▶ Set task
Answer these questions from the coffee roaster text below.
(a) How many years of roasting on the Petroncini machine came to an end this week?
(b) What sum is given for the risk of buying the machine?
(c) What kind of coffee did Dave buy to learn how to roast?

This week marked the end of 8 years of roasting on our Petroncini machine. A coffee roaster is just a tool but like any other tool the more you use it the more it seems to fit your hand and the connection with user and instrument becomes more than just a physical one. A roasting business relies heavily on this single piece of equipment and our 'PET' has been foundational in its growth.
Those of you that have been along for the entire journey so far would know that Dave bought the machine unseen and untested from someone in the Czech Republic through a UK broker. There were a couple of fuzzy pictures, promise of a manual and absolutely no guarantee of operational condition. ie. it was a big £15k risk. On arrival its general appearance, functional readiness and lack of TLC from the previous owner were obvious and very disappointing. A one page manual in Czech, some components that had seen much better days, and no clue as to how run a 3-phase powered machine off a domestic electricity supply did not inspire an auspicious beginning.
Looks like a coffee roaster.. but does it work ?
It took time, money and a significant amount of help from friends (Richard in particular needs a mention) to get the machine working in Dave's garage, and then it was all systems go.. or so he thought. Learning how to roast felt a little like learning how to drive. It seems impossible to think about using one foot to operate two different pedals and at the same time steering the vehicle, changing gear with one hand and using the other foot to disengage and re-engage this clutch thing whilst navigating the roads, being aware all the time that you could crash and cause the vehicle, yourself and/or someone else serious damage.
With a coffee roaster, harm to someone else isn't such an immediate concern, but you are working with fire and some very hot moving parts, with a goal of turning green coffee a nice even shade of brown and allowing the potential of the coffee to come through to result in something delicious when brewed. One (of the many) mistakes Dave made in those early days was to buy cheap green coffee to use to 'learn' how to roast. There's absolutely nothing to be gained from cheap low-quality coffee. It's never going to taste good regardless of how it's cooked (after all that's what coffee roasting is in its essence), so a minute here or there, 5C degrees here or there means nothing. The coffee would taste 'bad' (underwhelming, flat, uninteresting) regardless. Obviously very badly roasted and it'll taste grassy or burnt but beyond that it's of little value.

▶ A run of records
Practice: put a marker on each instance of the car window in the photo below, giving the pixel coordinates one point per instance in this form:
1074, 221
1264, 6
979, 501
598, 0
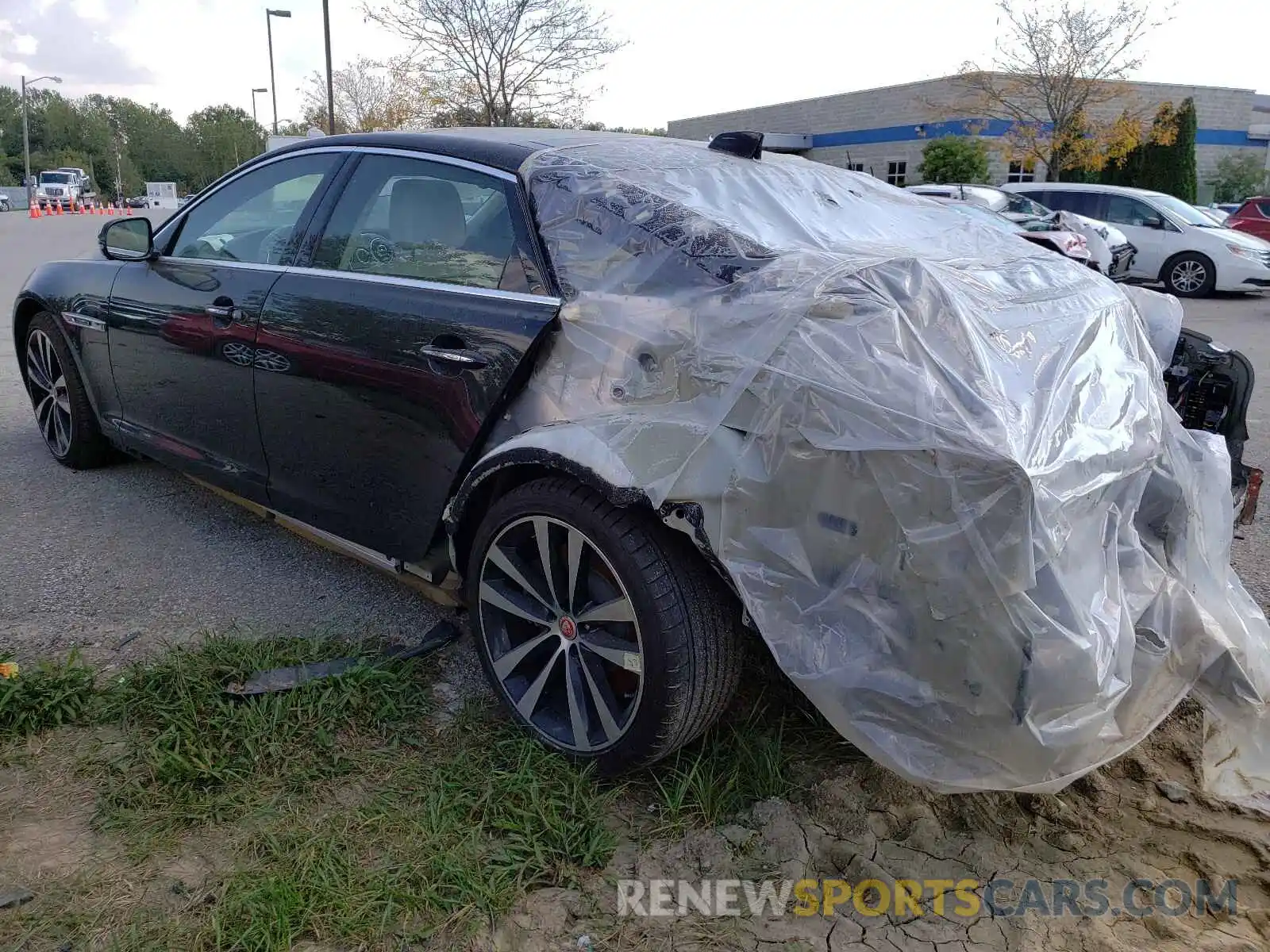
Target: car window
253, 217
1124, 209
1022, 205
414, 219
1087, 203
==
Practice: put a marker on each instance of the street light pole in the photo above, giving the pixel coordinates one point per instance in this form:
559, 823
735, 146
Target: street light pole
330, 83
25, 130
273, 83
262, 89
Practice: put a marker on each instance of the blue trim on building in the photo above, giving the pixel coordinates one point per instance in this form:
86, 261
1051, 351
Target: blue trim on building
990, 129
* * *
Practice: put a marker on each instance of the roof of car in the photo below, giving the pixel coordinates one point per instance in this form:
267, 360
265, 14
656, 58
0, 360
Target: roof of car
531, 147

▶ Exercise response
(a) 8 years
(b) £15k
(c) Cheap green coffee